**Kutipan Terpilih**
○ ○ ○ ○ ○ ○ ○

Menu

Mode Gelap
Headline

Kajian Islam · 30 Jul 2022 08:53 WIB ·

Hijrah Dan Meneguhkan Kembali Politik Kebangsaan Menuju Semangat Persatuan


 Hijrah Dan Meneguhkan Kembali Politik Kebangsaan Menuju Semangat Persatuan Perbesar

Oleh : Bima Putra (Ketua DPD IMM Sumbar Bidang Riset Pengembangan Keilmuan Periode 2021-2023/Mahasiswa PAI STIT SB Pariaman)

Tahun Baru Hijriah kembali akan kita peringati pada 1 Muharram 1444 H . Hijrah secara harfiah berarti pindah. Hijrah menjadi populer karena dipilih sebagai penanggalan dalam dunia Islam. Asal-usul hijrah diambil dari momentum perpindahan Nabi dari Mekah ke Yatsrib lalu diubah menjadi Madinah. Dipilihnya peristiwa hijrah sebagai momentum penanggalan Islam karena beberapa pertimbangan, antara lain: dalam Alquran sangat banyak penghargaan Allah bagi orang-orang yang berhijrah (al-ladzina hajaru), masyarakat Islam yang berdaulat dan mandiri baru terwujud setelah ke Madinah, dan umat Islam sepanjang zaman diharapkan selalu memiliki semangat hijriah, yaitu jiwa dinamis yang tidak terpaku pada suatu keadaan dan ingin berhijrah kepada kondisi yang lebih baik daripada sebelumnya.

○ ○ ○ ○ ○ ○ ○

**Entri pelabelan wilayah**
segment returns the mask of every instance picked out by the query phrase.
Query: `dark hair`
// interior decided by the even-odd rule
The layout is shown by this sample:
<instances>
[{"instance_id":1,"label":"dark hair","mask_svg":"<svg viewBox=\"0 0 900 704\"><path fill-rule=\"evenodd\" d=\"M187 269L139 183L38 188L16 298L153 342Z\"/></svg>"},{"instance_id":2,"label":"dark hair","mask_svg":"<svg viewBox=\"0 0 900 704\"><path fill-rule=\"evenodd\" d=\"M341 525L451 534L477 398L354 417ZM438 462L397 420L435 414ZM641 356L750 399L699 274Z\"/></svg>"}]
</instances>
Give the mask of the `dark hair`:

○ ○ ○ ○ ○ ○ ○

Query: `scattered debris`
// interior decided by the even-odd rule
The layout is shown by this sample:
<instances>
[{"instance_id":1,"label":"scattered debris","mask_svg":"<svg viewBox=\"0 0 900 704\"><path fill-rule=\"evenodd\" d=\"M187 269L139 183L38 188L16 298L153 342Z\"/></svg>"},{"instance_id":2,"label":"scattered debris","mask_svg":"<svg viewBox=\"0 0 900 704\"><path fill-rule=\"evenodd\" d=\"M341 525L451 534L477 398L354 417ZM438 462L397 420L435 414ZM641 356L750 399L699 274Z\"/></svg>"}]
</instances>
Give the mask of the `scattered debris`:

○ ○ ○ ○ ○ ○ ○

**Tugas 1**
Apakah setiap pernyataan berikut sesuai dengan teks tentang hijrah? Jawab ya atau tidak, lalu kutip persis kata-kata penentunya dari teks. (a) Hijrah secara harfiah berarti pindah. (b) Masyarakat Islam yang berdaulat dan mandiri sudah terwujud sebelum Nabi pindah ke Madinah. (c) Tahun Baru Hijriah akan diperingati pada 1 Muharram 1444 H.
**Tugas 2**
Mohon lanjutkan teks tentang hijrah mulai dari kalimat terakhirnya.

**Jawaban Tertulis 1**
(a) Ya: "Hijrah secara harfiah berarti pindah."
(b) Tidak: "masyarakat Islam yang berdaulat dan mandiri baru terwujud setelah ke Madinah"
(c) Ya: "Tahun Baru Hijriah kembali akan kita peringati pada 1 Muharram 1444 H"

**Jawaban Tertulis 2**
 

Penetapan Tahun Baru Hijriah ini ditetapkan langsung oleh keluarnya keputusan Khalifah Umar yang ditandai dengan keluarnya Maklumat Keamanan dan Kebebasan Beragama dari Khalifah Umar kepada seluruh penduduk Kota Aelia (Yerusalem) yang baru saja dibebaskan laskar Islam dari penjajahan Romawi pada tahun ke-17 H (638 M), tanggal 1 Muharram 1 Hijriah bertepatan dengan 16 Juli 622 M. Makna hijrah Nabi tidak identik dengan perjalanan ‘eksodus’ yang mengisyaratkan kekalahan dan kepasrahan. Hijrah dalam Islam tidak semata-mata berkonotasi mobilitas dan transformasi fisik dari satu tempat ke tempat yang lain. Hijrah juga bisa berkonotasi nonfisik, yaitu bertransformasi dari keadaan buruk ke keadaan yang lebih baik, atau dari zona tidak aman dan tidak nyaman ke zona yang lebih aman dan nyaman. Spirit dan semangat hijrah Nabi sesungguhnya lebih tepat diartikan dalam pengertian terakhir. Hal ini bisa difahami dari hadis Nabi melalui riwayat Saleh ibn Basyir ibn Fudai’ yang menceritakan suatu ketika Fudai’ mendatangi Nabi dan mengatakan, “Ya Rasulallah, mereka mengira bahwa mereka yang tidak hijrah akan celaka.”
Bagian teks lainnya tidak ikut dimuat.